Uit te voeren opdrachten:
1/ Noem alle aspecten van verkeerstekens en onderborden waarvoor volgens de wettekst over verkeersregels bij ministeriële regeling voorschriften worden vastgesteld.
2/ Schrijf een vervolg op de wettekst over verkeersregels, te beginnen na de laatste zin.

Getoonde wettekst:

5. De vaststelling van regels bij ministeriële regeling ter uitvoering van het bij of krachtens deze wet bepaalde geschiedt in overeenstemming met Onze bij algemene maatregel van bestuur aangewezen ministers, indien deze regels strekken tot behartiging van de belangen, bedoeld in het tweede dan wel het derde lid.
Artikel 14
Bij algemene maatregel van bestuur worden regels vastgesteld omtrent het toepassen van verkeerstekens en onderborden alsmede omtrent het treffen van maatregelen op of aan de weg tot wijziging van de inrichting van de weg of tot het aanbrengen of verwijderen van voorzieningen ter regeling van het verkeer. Bij ministeriële regeling worden nadere regels vastgesteld betreffende het toepassen van verkeerstekens en onderborden. Bij ministeriële regeling worden voorschriften vastgesteld betreffende inrichting, plaatsing, kleur, afmeting en materiaal van verkeerstekens en onderborden.

[Opgeslagen gegevens]

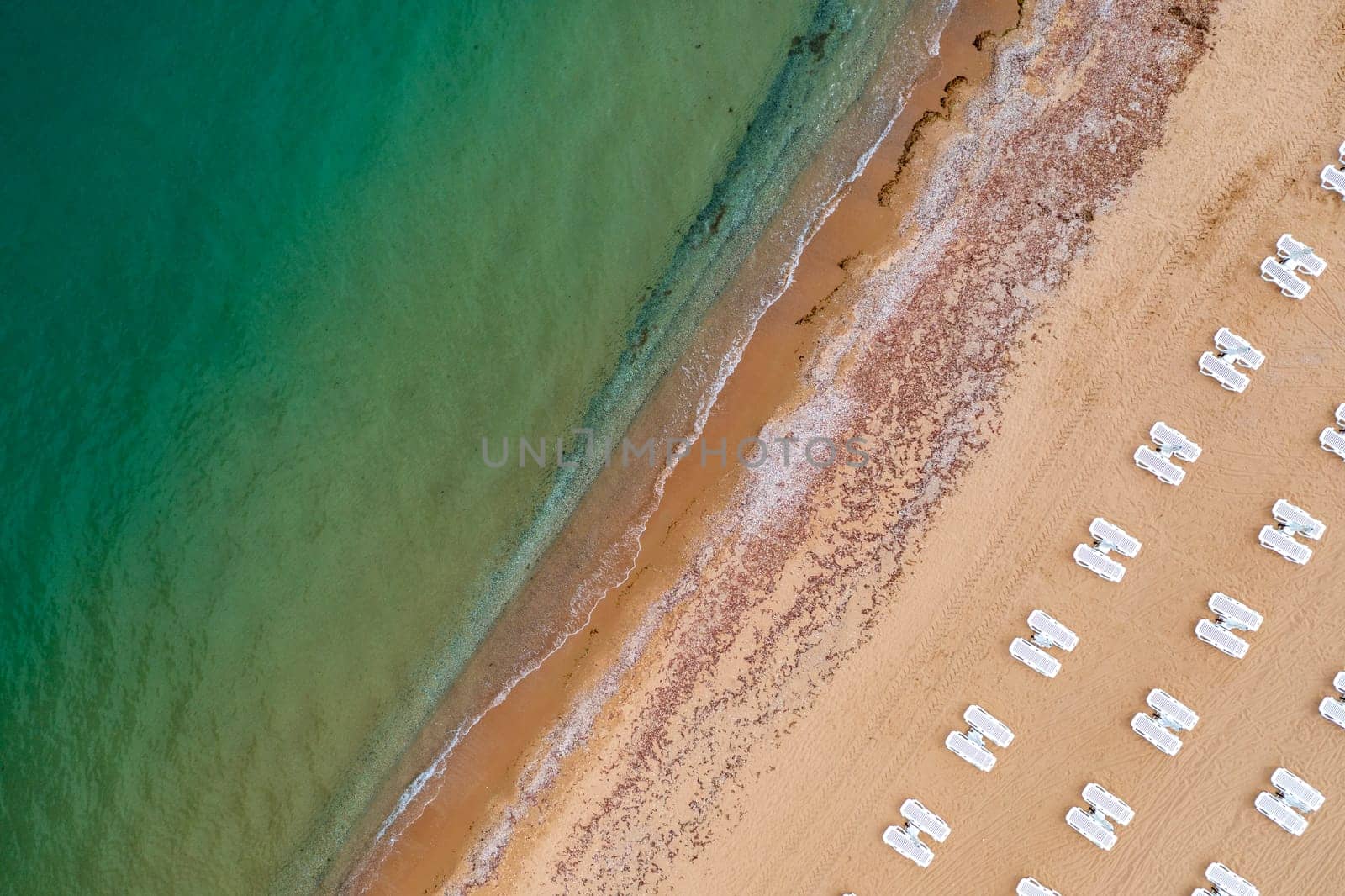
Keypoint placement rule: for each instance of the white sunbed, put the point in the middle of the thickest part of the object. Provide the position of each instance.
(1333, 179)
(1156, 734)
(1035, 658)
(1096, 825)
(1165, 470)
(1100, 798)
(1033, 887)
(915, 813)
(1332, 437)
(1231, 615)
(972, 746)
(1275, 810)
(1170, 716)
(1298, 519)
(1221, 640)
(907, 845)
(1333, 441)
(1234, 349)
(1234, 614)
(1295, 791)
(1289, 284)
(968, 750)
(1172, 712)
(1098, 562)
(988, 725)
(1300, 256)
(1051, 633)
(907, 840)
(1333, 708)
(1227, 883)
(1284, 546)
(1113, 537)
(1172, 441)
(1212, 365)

---

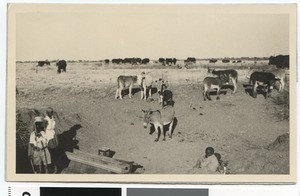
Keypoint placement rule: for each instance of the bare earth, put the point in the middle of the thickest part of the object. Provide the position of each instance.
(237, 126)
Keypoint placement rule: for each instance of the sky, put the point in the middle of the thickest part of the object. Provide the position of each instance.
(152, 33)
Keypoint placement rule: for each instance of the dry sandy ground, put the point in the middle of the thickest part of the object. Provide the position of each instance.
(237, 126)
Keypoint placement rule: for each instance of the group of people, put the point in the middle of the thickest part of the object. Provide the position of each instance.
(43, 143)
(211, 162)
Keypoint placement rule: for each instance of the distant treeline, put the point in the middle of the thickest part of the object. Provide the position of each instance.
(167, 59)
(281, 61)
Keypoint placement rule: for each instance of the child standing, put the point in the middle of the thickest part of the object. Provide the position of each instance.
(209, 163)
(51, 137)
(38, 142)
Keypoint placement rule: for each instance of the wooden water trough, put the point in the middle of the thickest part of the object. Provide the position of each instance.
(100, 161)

Antwoorden:
1/ Inrichting, plaatsing, kleur, afmeting en materiaal.

2/
Artikel 15
1. De plaatsing of verwijdering van de bij algemene maatregel van bestuur aangewezen verkeerstekens, en onderborden voor zover daardoor een gebod of verbod ontstaat of wordt gewijzigd, geschiedt krachtens een verkeersbesluit.
2. (…)
Besluit administratieve bepalingen inzake het wegverkeer
Artikel 12
De plaatsing of verwijdering van de hierna genoemde verkeerstekens moet geschieden krachtens een verkeersbesluit:
a. de volgende borden:
I de borden die zijn opgenomen in de hoofdstukken A tot en met G van bijlage 1, behorende bij het RVV 1990, uitgezonderd de borden C22 en E9, alsmede de borden E4, E12 en E13 tenzij onder deze verkeersborden een onderbord als bedoeld in artikel 8, tweede lid, onderdeel d, wordt aangebracht, dan wel toepassing wordt gegeven aan artikel 8, derde lid;
II (…);
b. (…).
Artikel 21
De motivering van het verkeersbesluit vermeldt in ieder geval welke doelstelling of doelstellingen met het verkeersbesluit worden beoogd. Daarbij wordt aangegeven welke van de in artikel 2, eerste en tweede lid, van de wet genoemde belangen ten grondslag liggen aan het verkeersbesluit. Indien tevens andere van de in artikel 2, eerste en tweede lid, van de wet genoemde belangen in het geding zijn, wordt voorts aangegeven op welke wijze de belangen tegen elkaar zijn afgewogen.
Artikel 24
Verkeersbesluiten worden genomen na overleg met:
a. de korpschef,
(…)

Voetnoten

1.Artikel 3:49 van de Algemene wet bestuursrecht (Awb).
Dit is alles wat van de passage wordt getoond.